Problem => Each line of the records that holds the word "target" should be copied out.

Exercise material =>
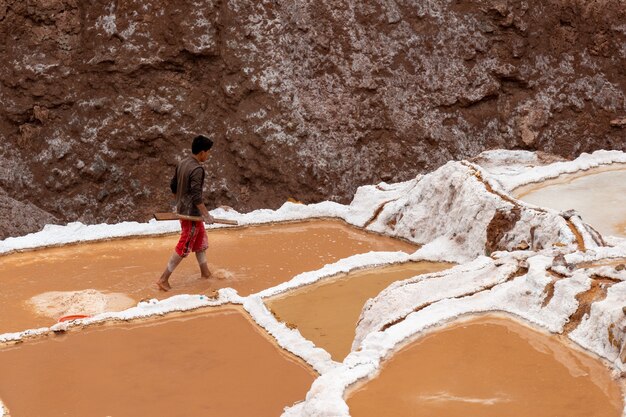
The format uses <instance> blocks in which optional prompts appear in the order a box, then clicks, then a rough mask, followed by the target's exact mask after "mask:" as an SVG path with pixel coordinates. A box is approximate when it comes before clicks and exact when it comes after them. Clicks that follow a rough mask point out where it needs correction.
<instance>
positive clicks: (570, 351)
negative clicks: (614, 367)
mask: <svg viewBox="0 0 626 417" xmlns="http://www.w3.org/2000/svg"><path fill="white" fill-rule="evenodd" d="M347 402H348V406H349V407H350V414H351V415H352V416H354V417H364V416H381V415H393V416H398V417H401V416H412V417H421V416H424V417H426V416H429V417H452V416H461V415H462V416H481V417H499V416H509V417H527V416H536V417H552V416H557V415H567V416H572V417H573V416H577V417H588V416H596V417H601V416H602V417H619V416H621V415H622V407H623V399H622V395H621V391H620V386H619V384H618V383H617V382H616V381H615V380H614V379H612V377H611V374H610V372H609V370H608V368H607V367H606V366H605V365H604V364H603V363H602V362H601V361H599V360H598V359H596V358H594V357H591V356H590V355H588V354H586V353H582V352H580V351H578V350H575V349H573V348H571V347H569V346H567V345H565V344H563V343H562V342H561V341H560V340H559V339H558V338H556V337H553V336H548V335H545V334H543V333H539V332H537V331H535V330H533V329H530V328H529V327H526V326H523V325H520V324H518V323H516V322H513V321H510V320H506V319H502V318H491V317H483V318H478V319H473V320H471V321H469V322H468V321H465V322H462V323H458V324H455V325H452V326H449V327H446V328H443V329H440V330H438V331H433V332H431V333H430V334H428V335H426V336H425V337H423V338H420V339H418V340H416V341H414V342H412V343H411V344H409V345H408V346H406V347H404V348H403V349H402V350H400V351H398V352H396V353H395V354H394V355H393V356H392V357H391V358H390V359H388V360H387V361H385V362H384V363H383V366H382V369H381V371H380V374H379V375H377V376H376V377H375V378H373V379H371V380H369V381H366V382H362V383H359V385H358V386H357V387H355V388H354V389H353V390H352V392H350V393H349V394H348V400H347Z"/></svg>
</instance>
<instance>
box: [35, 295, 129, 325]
mask: <svg viewBox="0 0 626 417" xmlns="http://www.w3.org/2000/svg"><path fill="white" fill-rule="evenodd" d="M28 304H29V305H30V306H31V307H32V308H33V309H34V310H35V312H36V313H37V314H40V315H42V316H46V317H50V318H53V319H55V320H57V319H59V318H61V317H63V316H70V315H76V314H80V315H88V316H93V315H96V314H101V313H104V312H108V311H121V310H125V309H127V308H129V307H132V306H134V305H135V304H136V303H135V301H134V300H133V299H132V298H130V297H128V296H126V295H125V294H121V293H102V292H100V291H97V290H94V289H88V290H82V291H51V292H46V293H43V294H38V295H36V296H34V297H32V298H31V299H30V300H28Z"/></svg>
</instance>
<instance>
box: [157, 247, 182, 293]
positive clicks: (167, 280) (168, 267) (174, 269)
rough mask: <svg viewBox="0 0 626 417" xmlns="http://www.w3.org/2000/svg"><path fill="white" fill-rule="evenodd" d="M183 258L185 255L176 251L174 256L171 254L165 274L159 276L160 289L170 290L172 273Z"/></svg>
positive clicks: (174, 252) (158, 286)
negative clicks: (170, 279)
mask: <svg viewBox="0 0 626 417" xmlns="http://www.w3.org/2000/svg"><path fill="white" fill-rule="evenodd" d="M182 260H183V257H182V256H180V255H178V254H177V253H176V252H174V253H173V254H172V256H170V260H169V262H168V263H167V267H166V268H165V271H163V274H161V278H159V280H158V281H157V286H158V287H159V289H160V290H162V291H169V290H171V289H172V287H171V286H170V283H169V281H168V280H169V279H170V275H172V272H174V270H175V269H176V267H177V266H178V264H179V263H180V262H181V261H182Z"/></svg>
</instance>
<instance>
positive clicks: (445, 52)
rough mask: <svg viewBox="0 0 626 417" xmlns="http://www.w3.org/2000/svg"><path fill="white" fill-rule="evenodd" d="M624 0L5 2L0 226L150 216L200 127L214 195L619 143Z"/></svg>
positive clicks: (205, 0)
mask: <svg viewBox="0 0 626 417" xmlns="http://www.w3.org/2000/svg"><path fill="white" fill-rule="evenodd" d="M624 21H626V8H624V7H623V2H622V1H621V0H599V1H594V2H589V1H587V0H547V1H544V2H541V4H531V3H529V2H527V1H522V0H511V1H502V0H477V1H469V0H459V1H454V2H449V1H444V0H434V1H429V2H426V3H424V2H415V1H412V0H395V1H388V0H364V1H355V0H332V1H327V2H324V3H323V4H320V3H319V2H317V1H313V0H304V1H286V2H264V3H259V2H258V1H255V0H241V1H237V2H235V3H233V2H225V1H222V2H215V1H212V0H211V1H210V0H200V1H199V2H193V3H191V2H182V1H171V2H157V1H154V0H146V1H126V2H110V1H104V0H95V1H90V2H80V1H77V0H28V1H22V0H0V38H1V40H2V41H1V42H0V52H1V53H2V57H3V59H2V61H1V62H0V103H1V104H2V105H1V106H0V219H1V220H0V238H3V237H6V236H14V235H19V234H24V233H27V232H31V231H35V230H38V229H40V228H41V227H42V225H44V224H45V223H50V222H55V221H56V222H61V223H63V222H69V221H82V222H85V223H94V222H118V221H120V220H145V219H147V218H148V217H149V215H150V213H152V212H154V211H156V210H163V209H164V208H167V207H169V202H170V199H171V198H170V195H169V193H168V191H167V184H168V180H169V177H170V175H171V174H172V171H173V168H174V166H175V164H176V161H177V159H178V158H180V157H181V155H182V154H183V150H184V149H186V148H188V146H189V142H190V139H191V138H192V136H193V135H194V134H196V133H206V134H208V135H210V136H212V137H213V138H214V139H216V146H215V152H214V155H213V157H212V160H211V161H210V162H209V163H208V164H207V168H208V176H207V185H206V194H207V195H206V198H207V202H208V203H209V205H210V206H211V207H214V206H218V205H221V204H227V205H230V206H233V207H235V208H236V209H238V210H240V211H247V210H250V209H253V208H259V207H270V208H276V207H278V206H279V205H281V204H282V203H283V202H284V201H285V200H287V199H288V198H289V197H293V198H296V199H298V200H300V201H304V202H307V203H308V202H314V201H319V200H323V199H324V200H326V199H330V200H335V201H341V202H347V201H348V200H349V199H350V197H351V196H352V195H353V193H354V191H355V189H356V187H357V186H359V185H361V184H371V183H377V182H378V181H381V180H384V181H388V182H391V181H400V180H405V179H408V178H411V177H414V176H415V175H416V174H417V173H419V172H424V171H428V170H432V169H434V168H436V167H437V166H439V165H441V164H442V163H444V162H446V161H448V160H450V159H455V158H466V157H471V156H474V155H476V154H477V153H478V152H480V151H481V150H484V149H490V148H496V147H500V148H524V149H531V150H542V151H546V152H548V153H556V154H559V155H561V156H564V157H568V158H569V157H573V156H576V155H578V154H580V153H581V152H588V151H592V150H595V149H600V148H603V149H622V150H626V141H625V140H624V138H625V135H626V130H625V127H624V126H625V125H624V123H622V122H621V121H623V119H624V116H625V114H626V109H625V107H624V103H625V99H624V91H625V90H626V70H625V68H626V54H625V52H624V44H625V42H626V29H624V24H623V22H624Z"/></svg>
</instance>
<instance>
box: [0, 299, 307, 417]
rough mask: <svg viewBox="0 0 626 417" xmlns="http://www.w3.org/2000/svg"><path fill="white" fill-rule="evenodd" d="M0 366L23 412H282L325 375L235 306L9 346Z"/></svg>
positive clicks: (75, 415)
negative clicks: (266, 334) (291, 351)
mask: <svg viewBox="0 0 626 417" xmlns="http://www.w3.org/2000/svg"><path fill="white" fill-rule="evenodd" d="M0 370H1V374H2V378H0V398H2V401H3V402H4V403H5V405H6V406H7V408H8V409H9V411H10V412H11V415H12V416H15V417H20V416H46V417H56V416H102V417H104V416H115V417H123V416H129V417H137V416H163V417H176V416H180V417H183V416H184V417H187V416H241V417H249V416H259V417H260V416H268V417H270V416H271V417H276V416H279V415H280V414H281V413H282V410H283V408H284V407H286V406H289V405H291V404H293V403H294V402H296V401H299V400H302V399H304V396H305V394H306V392H307V391H308V389H309V388H310V385H311V383H312V382H313V380H314V378H315V377H316V374H315V373H314V372H313V371H312V370H311V369H310V368H309V367H308V366H307V365H305V364H304V363H303V362H302V361H301V360H299V359H297V358H295V357H294V356H292V355H290V354H288V353H286V352H285V351H283V350H281V349H280V348H279V347H277V346H276V345H275V343H274V342H273V340H272V339H270V338H269V337H268V336H267V335H266V334H265V333H264V332H262V331H261V330H260V329H259V328H258V327H257V326H256V325H255V324H254V323H253V322H252V321H251V320H250V319H249V318H248V316H247V314H246V313H245V312H243V310H241V309H239V308H230V307H229V308H219V309H213V310H211V311H207V310H205V311H203V312H195V313H185V314H180V315H176V316H173V317H165V318H159V319H152V320H148V321H144V322H136V323H126V324H115V325H107V326H98V327H87V328H84V329H83V330H82V331H80V332H70V333H69V334H66V335H62V336H49V337H45V338H42V339H39V340H30V341H27V342H25V343H23V344H20V345H16V346H11V347H4V348H2V349H0Z"/></svg>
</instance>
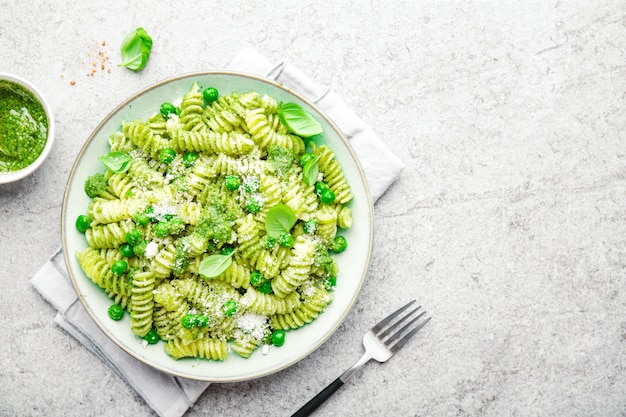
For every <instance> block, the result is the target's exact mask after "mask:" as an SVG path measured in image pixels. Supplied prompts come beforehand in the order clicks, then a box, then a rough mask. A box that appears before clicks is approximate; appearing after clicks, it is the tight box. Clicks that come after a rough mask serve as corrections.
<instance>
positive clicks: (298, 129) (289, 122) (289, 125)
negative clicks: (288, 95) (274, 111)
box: [278, 103, 324, 138]
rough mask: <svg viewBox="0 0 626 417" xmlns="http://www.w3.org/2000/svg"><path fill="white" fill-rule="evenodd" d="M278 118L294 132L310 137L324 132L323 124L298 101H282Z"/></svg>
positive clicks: (306, 137)
mask: <svg viewBox="0 0 626 417" xmlns="http://www.w3.org/2000/svg"><path fill="white" fill-rule="evenodd" d="M278 118H279V119H280V121H281V123H282V124H283V125H285V126H286V127H287V129H289V130H290V131H291V132H292V133H295V134H296V135H299V136H302V137H303V138H308V137H311V136H314V135H317V134H319V133H322V132H323V131H324V129H322V125H320V124H319V122H318V121H317V120H315V119H314V118H313V116H311V115H310V114H309V113H308V112H307V111H306V110H304V109H303V108H302V106H300V105H299V104H296V103H280V105H279V106H278Z"/></svg>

Solution below =>
The format uses <instance> blocks in which optional prompts appear in the order a box, then clicks, then a rough mask, followed by the target's exact mask after "mask:" as an SVG path with pixel coordinates. A box is approximate when it comes before clicks and exact when it comes after them. Clicks that follow a rough mask point out where it needs correction.
For every <instance> block, the result is the target's exact mask after "mask:" as an SVG path measured in image pixels. Supplied prompts come beforehand in the order clicks, then a box, then a rough mask. A box that appears before clicks is approximate; appearing after clicks, it is the tight box. Clicks that come after a rough mask serve as corrections.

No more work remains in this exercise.